§ **Your objective**: Could you write out every entry exactly as it stands?

§ **Extracted entries**:
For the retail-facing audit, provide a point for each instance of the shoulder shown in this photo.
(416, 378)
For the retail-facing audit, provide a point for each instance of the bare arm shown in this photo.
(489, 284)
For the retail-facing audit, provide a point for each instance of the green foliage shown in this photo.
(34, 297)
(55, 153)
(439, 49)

§ **Output for this task**:
For the retail-facing audit, provide a point for each instance of the shoulder shown in this photo.
(416, 378)
For the retail-facing audit, provide a point for each instance of the bare arm shown in this photo.
(489, 284)
For the retail-facing audit, provide a point for each instance of the green foliage shown in this photo.
(34, 297)
(55, 153)
(439, 49)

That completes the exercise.